**Material for the task**
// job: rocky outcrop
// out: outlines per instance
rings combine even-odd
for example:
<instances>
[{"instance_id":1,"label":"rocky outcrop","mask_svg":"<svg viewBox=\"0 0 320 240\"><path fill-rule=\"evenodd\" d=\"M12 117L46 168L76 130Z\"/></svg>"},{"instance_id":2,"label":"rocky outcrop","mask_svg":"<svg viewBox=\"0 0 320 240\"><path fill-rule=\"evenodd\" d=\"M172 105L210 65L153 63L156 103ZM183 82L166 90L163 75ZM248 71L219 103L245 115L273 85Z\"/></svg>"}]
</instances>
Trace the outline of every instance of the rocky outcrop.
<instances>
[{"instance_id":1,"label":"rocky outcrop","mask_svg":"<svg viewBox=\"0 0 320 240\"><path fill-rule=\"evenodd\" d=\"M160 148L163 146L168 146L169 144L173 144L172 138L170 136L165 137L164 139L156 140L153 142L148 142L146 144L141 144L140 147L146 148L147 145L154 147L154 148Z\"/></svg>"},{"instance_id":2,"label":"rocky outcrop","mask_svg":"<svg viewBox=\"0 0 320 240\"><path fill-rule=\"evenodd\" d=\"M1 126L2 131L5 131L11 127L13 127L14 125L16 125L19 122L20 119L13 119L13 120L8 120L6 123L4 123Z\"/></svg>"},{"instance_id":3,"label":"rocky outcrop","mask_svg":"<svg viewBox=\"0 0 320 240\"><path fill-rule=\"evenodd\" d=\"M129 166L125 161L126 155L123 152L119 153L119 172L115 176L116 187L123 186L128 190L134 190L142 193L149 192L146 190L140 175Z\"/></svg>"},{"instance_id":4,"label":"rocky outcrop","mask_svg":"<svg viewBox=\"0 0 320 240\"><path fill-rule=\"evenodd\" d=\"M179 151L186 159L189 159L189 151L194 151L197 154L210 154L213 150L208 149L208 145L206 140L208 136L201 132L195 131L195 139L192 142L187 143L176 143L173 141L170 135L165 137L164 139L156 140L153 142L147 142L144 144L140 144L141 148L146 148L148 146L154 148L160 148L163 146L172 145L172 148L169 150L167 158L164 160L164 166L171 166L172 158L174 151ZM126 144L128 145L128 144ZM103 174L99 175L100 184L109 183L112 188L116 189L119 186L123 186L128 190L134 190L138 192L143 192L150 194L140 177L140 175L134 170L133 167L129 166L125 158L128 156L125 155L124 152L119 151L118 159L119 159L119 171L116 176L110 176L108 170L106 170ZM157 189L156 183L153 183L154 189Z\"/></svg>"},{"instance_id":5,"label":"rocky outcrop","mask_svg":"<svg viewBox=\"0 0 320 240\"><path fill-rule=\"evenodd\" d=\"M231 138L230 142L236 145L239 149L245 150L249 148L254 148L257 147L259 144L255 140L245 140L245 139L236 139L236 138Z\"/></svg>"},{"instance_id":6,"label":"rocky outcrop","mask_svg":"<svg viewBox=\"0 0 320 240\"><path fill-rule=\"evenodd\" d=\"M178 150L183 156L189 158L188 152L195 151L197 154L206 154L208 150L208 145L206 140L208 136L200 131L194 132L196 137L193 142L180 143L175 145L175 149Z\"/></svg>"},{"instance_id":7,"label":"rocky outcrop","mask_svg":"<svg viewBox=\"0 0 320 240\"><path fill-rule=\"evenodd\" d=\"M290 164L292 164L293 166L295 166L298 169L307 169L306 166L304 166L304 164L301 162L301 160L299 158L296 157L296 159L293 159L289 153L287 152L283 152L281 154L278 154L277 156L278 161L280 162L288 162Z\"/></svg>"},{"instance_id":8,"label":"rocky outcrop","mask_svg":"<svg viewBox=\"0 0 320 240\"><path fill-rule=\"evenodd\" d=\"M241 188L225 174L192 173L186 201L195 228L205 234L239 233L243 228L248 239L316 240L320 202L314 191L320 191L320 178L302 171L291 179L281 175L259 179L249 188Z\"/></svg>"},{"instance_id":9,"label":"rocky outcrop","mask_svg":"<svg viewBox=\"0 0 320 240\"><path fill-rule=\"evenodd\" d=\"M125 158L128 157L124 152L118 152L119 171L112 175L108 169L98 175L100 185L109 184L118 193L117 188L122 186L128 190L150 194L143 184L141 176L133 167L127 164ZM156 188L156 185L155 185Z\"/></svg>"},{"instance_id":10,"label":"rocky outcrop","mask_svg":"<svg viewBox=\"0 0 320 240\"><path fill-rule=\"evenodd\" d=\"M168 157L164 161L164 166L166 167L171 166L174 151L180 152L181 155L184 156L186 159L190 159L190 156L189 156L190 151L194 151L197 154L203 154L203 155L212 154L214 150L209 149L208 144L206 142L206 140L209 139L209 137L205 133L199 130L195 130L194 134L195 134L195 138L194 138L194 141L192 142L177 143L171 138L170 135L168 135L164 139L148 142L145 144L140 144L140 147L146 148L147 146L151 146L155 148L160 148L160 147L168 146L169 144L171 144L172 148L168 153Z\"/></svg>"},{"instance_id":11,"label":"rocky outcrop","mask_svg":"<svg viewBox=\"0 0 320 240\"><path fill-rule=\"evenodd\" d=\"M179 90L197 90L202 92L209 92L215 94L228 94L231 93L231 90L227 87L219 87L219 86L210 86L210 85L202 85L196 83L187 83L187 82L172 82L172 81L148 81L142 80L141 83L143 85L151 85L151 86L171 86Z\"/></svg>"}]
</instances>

**Your objective**
Retype each of the preceding records exactly as printed.

**The answer**
// job: rocky outcrop
// out: outlines per instance
rings combine even-odd
for example:
<instances>
[{"instance_id":1,"label":"rocky outcrop","mask_svg":"<svg viewBox=\"0 0 320 240\"><path fill-rule=\"evenodd\" d=\"M12 117L46 168L76 130Z\"/></svg>"},{"instance_id":2,"label":"rocky outcrop","mask_svg":"<svg viewBox=\"0 0 320 240\"><path fill-rule=\"evenodd\" d=\"M172 105L210 65L153 63L156 103ZM183 82L166 90L163 75ZM248 71L219 103L245 115L273 85Z\"/></svg>"}]
</instances>
Trace the outline of every instance of the rocky outcrop.
<instances>
[{"instance_id":1,"label":"rocky outcrop","mask_svg":"<svg viewBox=\"0 0 320 240\"><path fill-rule=\"evenodd\" d=\"M160 148L163 146L168 146L169 144L173 144L172 138L170 136L165 137L164 139L156 140L153 142L148 142L146 144L141 144L140 147L146 148L147 145L154 147L154 148Z\"/></svg>"},{"instance_id":2,"label":"rocky outcrop","mask_svg":"<svg viewBox=\"0 0 320 240\"><path fill-rule=\"evenodd\" d=\"M1 126L2 131L5 131L11 127L13 127L14 125L16 125L19 122L20 119L13 119L13 120L8 120L6 123L4 123Z\"/></svg>"},{"instance_id":3,"label":"rocky outcrop","mask_svg":"<svg viewBox=\"0 0 320 240\"><path fill-rule=\"evenodd\" d=\"M129 166L125 161L126 155L123 152L119 153L119 172L115 176L116 187L123 186L128 190L134 190L142 193L149 192L146 190L140 175Z\"/></svg>"},{"instance_id":4,"label":"rocky outcrop","mask_svg":"<svg viewBox=\"0 0 320 240\"><path fill-rule=\"evenodd\" d=\"M179 151L186 159L189 159L189 151L194 151L197 154L210 154L213 150L208 149L208 145L206 140L208 136L201 132L195 131L195 139L192 142L187 143L176 143L173 141L170 135L165 137L164 139L156 140L153 142L147 142L144 144L140 144L141 148L146 148L148 146L154 148L160 148L163 146L172 145L172 148L169 150L167 158L164 160L164 166L171 166L172 158L174 151ZM126 144L128 145L128 144ZM103 174L99 175L100 184L109 183L112 188L116 189L119 186L123 186L128 190L134 190L138 192L143 192L150 194L140 177L140 175L134 170L133 167L129 166L125 158L128 156L125 155L124 152L119 151L118 159L119 159L119 171L116 176L110 176L108 170L106 170ZM157 189L156 183L153 183L154 189Z\"/></svg>"},{"instance_id":5,"label":"rocky outcrop","mask_svg":"<svg viewBox=\"0 0 320 240\"><path fill-rule=\"evenodd\" d=\"M231 138L230 142L236 145L239 149L245 150L249 148L254 148L257 147L259 144L255 140L245 140L245 139L236 139L236 138Z\"/></svg>"},{"instance_id":6,"label":"rocky outcrop","mask_svg":"<svg viewBox=\"0 0 320 240\"><path fill-rule=\"evenodd\" d=\"M178 150L183 156L189 158L188 152L195 151L197 154L206 154L208 150L208 145L206 140L208 136L200 131L194 132L196 137L193 142L180 143L175 145L175 149Z\"/></svg>"},{"instance_id":7,"label":"rocky outcrop","mask_svg":"<svg viewBox=\"0 0 320 240\"><path fill-rule=\"evenodd\" d=\"M290 164L292 164L293 166L295 166L298 169L307 169L306 166L304 166L304 164L301 162L301 160L299 158L296 157L296 159L293 159L289 153L287 152L283 152L281 154L278 154L277 156L278 161L280 162L288 162Z\"/></svg>"},{"instance_id":8,"label":"rocky outcrop","mask_svg":"<svg viewBox=\"0 0 320 240\"><path fill-rule=\"evenodd\" d=\"M241 188L225 174L192 173L186 201L195 228L205 234L239 233L243 228L248 239L316 240L320 202L314 191L320 191L320 178L302 171L291 179L281 175L259 179L249 188Z\"/></svg>"},{"instance_id":9,"label":"rocky outcrop","mask_svg":"<svg viewBox=\"0 0 320 240\"><path fill-rule=\"evenodd\" d=\"M125 158L128 157L124 152L118 152L119 171L112 175L108 169L98 175L100 185L109 184L118 193L117 188L122 186L128 190L150 194L143 184L141 176L133 167L127 164ZM156 188L156 185L155 185Z\"/></svg>"},{"instance_id":10,"label":"rocky outcrop","mask_svg":"<svg viewBox=\"0 0 320 240\"><path fill-rule=\"evenodd\" d=\"M168 157L164 161L164 166L166 167L171 166L174 151L180 152L181 155L184 156L186 159L190 159L190 156L189 156L190 151L194 151L197 154L203 154L203 155L212 154L214 150L209 149L208 144L206 142L206 140L209 139L209 137L205 133L199 130L195 130L194 134L195 134L195 138L194 138L194 141L192 142L177 143L171 138L170 135L168 135L164 139L148 142L145 144L140 144L140 147L146 148L147 146L151 146L155 148L160 148L160 147L168 146L169 144L171 144L172 148L168 153Z\"/></svg>"},{"instance_id":11,"label":"rocky outcrop","mask_svg":"<svg viewBox=\"0 0 320 240\"><path fill-rule=\"evenodd\" d=\"M179 90L197 90L202 92L209 92L215 94L228 94L231 93L231 90L227 87L219 87L219 86L210 86L210 85L202 85L196 83L187 83L187 82L172 82L172 81L148 81L142 80L141 83L143 85L151 85L151 86L171 86Z\"/></svg>"}]
</instances>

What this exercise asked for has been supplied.